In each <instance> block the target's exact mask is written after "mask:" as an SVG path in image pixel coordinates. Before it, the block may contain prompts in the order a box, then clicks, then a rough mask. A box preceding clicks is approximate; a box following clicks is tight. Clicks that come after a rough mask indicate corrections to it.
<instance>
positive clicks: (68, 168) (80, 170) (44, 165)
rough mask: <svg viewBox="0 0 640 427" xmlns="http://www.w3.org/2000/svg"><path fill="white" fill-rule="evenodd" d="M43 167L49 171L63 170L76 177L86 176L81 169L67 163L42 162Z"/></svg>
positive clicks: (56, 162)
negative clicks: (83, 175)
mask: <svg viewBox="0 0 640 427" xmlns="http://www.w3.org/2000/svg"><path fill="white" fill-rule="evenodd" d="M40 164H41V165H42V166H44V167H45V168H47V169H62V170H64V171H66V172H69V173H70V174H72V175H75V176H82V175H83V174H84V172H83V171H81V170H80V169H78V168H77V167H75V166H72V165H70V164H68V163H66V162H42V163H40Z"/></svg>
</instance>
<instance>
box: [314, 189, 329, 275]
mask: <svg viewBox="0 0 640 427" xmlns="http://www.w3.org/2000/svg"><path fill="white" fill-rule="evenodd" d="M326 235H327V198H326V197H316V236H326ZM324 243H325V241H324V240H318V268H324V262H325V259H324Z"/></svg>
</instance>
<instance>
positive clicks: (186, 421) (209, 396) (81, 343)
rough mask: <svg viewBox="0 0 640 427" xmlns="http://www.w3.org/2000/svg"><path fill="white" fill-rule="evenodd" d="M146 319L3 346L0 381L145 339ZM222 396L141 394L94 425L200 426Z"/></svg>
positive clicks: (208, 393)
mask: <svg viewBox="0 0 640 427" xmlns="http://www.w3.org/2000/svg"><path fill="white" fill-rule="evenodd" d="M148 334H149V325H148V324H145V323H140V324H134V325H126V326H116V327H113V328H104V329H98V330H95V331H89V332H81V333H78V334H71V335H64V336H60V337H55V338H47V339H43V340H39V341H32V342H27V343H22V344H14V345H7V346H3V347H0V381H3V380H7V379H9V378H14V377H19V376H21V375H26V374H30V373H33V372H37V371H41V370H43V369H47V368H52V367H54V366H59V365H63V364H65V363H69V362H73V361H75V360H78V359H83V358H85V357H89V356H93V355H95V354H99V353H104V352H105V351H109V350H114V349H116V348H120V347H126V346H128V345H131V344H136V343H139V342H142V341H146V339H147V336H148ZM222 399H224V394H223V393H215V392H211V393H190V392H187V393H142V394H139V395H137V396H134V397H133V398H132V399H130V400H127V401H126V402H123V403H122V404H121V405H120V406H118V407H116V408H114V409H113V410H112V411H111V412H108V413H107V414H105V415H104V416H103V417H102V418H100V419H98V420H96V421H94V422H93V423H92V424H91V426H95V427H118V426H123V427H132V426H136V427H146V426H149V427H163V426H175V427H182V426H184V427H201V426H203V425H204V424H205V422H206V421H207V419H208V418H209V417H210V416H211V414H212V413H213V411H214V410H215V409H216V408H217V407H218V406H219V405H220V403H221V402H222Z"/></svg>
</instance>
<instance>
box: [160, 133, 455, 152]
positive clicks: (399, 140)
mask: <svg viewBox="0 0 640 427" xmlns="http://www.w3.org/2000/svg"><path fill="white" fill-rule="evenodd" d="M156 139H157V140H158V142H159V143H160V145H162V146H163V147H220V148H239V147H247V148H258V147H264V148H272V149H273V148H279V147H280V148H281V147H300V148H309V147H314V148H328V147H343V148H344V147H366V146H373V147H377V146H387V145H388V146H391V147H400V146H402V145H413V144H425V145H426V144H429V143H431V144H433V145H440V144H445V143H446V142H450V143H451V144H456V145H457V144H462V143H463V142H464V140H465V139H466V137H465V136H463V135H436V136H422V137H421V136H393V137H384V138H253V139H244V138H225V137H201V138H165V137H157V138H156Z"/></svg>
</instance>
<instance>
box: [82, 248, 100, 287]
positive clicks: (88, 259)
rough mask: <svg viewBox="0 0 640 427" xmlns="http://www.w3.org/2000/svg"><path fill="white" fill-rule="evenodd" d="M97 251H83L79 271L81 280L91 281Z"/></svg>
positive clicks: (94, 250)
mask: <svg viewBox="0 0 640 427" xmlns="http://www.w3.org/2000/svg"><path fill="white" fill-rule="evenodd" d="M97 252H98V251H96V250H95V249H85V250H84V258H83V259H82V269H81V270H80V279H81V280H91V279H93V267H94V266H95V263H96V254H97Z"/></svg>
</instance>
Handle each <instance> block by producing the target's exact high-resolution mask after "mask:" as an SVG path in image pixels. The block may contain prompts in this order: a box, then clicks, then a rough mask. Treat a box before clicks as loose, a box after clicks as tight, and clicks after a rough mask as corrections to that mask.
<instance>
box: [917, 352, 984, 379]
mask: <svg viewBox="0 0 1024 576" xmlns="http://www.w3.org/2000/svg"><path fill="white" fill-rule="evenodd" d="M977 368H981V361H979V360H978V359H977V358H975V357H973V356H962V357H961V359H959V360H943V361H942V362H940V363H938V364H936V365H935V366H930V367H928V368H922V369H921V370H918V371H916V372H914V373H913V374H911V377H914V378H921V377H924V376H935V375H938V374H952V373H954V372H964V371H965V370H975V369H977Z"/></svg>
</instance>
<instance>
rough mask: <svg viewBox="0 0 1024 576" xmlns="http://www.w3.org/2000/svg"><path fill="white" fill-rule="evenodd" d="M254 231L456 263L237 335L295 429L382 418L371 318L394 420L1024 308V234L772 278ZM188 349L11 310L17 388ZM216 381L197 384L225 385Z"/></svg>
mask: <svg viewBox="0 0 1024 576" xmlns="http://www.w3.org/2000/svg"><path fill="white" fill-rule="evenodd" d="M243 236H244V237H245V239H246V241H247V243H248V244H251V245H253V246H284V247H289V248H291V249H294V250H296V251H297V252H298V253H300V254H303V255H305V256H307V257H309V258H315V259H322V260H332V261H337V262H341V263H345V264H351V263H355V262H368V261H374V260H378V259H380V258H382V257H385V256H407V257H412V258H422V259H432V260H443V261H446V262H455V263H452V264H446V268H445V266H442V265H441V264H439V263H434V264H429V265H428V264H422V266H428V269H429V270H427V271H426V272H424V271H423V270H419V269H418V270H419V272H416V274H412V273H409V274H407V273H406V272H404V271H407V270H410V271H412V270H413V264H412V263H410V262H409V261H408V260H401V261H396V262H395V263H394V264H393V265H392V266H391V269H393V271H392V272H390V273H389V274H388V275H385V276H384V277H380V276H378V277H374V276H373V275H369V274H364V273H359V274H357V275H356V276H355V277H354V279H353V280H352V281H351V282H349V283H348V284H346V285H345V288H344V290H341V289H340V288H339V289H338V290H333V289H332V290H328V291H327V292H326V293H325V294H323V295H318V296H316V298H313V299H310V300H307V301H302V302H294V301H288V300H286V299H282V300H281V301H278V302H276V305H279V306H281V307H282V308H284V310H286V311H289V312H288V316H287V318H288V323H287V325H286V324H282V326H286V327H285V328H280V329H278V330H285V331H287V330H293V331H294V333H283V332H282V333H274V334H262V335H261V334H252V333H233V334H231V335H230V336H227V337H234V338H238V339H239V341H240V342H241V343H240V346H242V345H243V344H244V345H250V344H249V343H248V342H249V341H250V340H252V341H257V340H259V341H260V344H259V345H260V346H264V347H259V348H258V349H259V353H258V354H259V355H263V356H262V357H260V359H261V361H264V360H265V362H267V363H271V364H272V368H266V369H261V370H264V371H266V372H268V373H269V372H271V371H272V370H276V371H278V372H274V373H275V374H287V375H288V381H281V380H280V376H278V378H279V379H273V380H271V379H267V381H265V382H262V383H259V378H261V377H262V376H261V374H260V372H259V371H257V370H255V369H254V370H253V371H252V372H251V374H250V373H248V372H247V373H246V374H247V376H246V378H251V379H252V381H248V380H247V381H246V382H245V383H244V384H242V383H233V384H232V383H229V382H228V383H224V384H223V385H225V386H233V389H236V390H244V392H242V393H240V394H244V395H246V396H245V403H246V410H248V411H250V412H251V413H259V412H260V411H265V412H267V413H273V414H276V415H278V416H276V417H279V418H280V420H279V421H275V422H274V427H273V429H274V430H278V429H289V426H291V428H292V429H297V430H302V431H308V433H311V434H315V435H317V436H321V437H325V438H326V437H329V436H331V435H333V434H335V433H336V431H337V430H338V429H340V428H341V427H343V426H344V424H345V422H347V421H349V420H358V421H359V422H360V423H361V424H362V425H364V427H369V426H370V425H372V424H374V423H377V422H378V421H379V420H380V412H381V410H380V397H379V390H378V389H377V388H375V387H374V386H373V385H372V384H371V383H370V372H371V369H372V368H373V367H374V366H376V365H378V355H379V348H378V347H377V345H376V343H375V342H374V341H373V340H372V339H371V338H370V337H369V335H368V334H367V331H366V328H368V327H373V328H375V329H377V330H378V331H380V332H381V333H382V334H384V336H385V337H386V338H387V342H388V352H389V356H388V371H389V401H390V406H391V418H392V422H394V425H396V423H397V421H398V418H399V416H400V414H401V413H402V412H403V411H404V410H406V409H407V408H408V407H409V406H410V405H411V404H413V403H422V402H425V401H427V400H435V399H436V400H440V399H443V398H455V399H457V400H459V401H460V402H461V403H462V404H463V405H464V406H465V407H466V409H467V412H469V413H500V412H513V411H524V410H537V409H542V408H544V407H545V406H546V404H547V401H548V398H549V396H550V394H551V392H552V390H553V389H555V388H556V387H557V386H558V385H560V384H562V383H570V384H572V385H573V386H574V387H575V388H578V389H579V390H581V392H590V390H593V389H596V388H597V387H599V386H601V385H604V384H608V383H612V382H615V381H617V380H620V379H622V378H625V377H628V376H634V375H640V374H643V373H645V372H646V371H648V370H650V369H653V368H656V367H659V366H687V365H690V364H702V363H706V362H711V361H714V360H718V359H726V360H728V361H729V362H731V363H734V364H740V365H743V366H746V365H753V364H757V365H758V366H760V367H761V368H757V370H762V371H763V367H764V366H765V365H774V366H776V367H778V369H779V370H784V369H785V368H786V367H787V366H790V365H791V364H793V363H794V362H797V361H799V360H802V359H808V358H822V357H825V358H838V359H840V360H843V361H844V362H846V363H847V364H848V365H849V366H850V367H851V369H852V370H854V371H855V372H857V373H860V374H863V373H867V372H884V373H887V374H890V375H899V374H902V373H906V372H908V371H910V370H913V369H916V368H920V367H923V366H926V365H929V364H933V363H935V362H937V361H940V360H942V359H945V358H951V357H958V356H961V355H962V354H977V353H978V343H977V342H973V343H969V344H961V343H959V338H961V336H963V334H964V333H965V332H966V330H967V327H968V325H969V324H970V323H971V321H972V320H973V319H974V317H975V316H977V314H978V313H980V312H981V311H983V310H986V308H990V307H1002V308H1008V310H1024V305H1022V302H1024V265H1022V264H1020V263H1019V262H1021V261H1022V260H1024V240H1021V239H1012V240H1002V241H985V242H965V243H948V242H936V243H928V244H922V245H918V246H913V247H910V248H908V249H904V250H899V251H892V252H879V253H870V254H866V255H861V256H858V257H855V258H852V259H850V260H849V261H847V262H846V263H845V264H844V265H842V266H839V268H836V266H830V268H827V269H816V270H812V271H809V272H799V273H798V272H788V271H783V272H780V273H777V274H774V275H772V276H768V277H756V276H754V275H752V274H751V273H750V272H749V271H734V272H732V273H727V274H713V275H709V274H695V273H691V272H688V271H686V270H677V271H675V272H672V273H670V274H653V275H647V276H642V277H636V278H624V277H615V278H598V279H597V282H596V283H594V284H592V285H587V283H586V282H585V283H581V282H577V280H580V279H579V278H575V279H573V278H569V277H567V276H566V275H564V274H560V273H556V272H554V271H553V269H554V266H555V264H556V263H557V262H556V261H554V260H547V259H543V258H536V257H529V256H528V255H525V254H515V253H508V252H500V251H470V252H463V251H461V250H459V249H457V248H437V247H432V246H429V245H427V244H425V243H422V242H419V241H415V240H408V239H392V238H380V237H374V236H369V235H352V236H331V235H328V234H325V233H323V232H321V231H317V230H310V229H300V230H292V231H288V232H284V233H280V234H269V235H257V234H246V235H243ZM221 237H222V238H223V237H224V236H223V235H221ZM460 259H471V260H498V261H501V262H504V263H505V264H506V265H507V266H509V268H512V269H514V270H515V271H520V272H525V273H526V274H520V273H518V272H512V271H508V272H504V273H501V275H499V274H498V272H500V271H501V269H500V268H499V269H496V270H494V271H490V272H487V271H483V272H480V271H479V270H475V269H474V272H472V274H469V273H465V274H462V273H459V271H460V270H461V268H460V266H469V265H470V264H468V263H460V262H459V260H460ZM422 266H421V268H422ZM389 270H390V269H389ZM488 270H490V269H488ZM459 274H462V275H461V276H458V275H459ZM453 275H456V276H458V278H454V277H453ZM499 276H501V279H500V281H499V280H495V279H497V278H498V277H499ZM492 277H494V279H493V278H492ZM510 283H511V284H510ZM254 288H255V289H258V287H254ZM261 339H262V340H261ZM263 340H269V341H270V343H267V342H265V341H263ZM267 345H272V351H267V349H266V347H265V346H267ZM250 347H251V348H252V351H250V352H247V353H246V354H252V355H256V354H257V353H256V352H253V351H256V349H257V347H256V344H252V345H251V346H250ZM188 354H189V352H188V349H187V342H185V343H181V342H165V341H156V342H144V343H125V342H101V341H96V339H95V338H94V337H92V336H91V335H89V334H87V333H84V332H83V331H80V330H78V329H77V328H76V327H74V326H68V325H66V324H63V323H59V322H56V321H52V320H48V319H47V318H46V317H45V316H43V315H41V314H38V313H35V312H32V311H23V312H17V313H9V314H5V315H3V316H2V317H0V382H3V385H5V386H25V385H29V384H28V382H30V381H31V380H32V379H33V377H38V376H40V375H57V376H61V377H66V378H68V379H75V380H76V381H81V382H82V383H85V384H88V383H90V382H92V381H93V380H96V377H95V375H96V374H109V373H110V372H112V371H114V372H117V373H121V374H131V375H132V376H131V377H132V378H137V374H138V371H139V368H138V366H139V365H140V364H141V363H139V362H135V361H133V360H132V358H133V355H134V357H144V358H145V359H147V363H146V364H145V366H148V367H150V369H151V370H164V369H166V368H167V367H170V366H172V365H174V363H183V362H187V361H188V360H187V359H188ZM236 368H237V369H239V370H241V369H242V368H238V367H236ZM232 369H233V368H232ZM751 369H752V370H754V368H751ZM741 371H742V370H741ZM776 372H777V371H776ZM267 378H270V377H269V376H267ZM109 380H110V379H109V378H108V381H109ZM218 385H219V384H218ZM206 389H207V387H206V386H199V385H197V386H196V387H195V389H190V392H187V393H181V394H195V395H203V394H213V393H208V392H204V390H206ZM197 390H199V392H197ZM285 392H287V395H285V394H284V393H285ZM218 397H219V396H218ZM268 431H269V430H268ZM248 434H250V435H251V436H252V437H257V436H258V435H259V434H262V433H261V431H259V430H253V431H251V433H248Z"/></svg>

What the task asks: Pick out each line in the records above that contains the string "positive", and copy those lines in full.

Solution for this exercise:
positive clicks: (68, 168) (80, 170) (44, 165)
positive clicks: (56, 162)
positive clicks: (186, 421) (209, 396) (81, 343)
positive clicks: (208, 393)
positive clicks: (399, 140)
positive clicks: (88, 259)
positive clicks: (94, 250)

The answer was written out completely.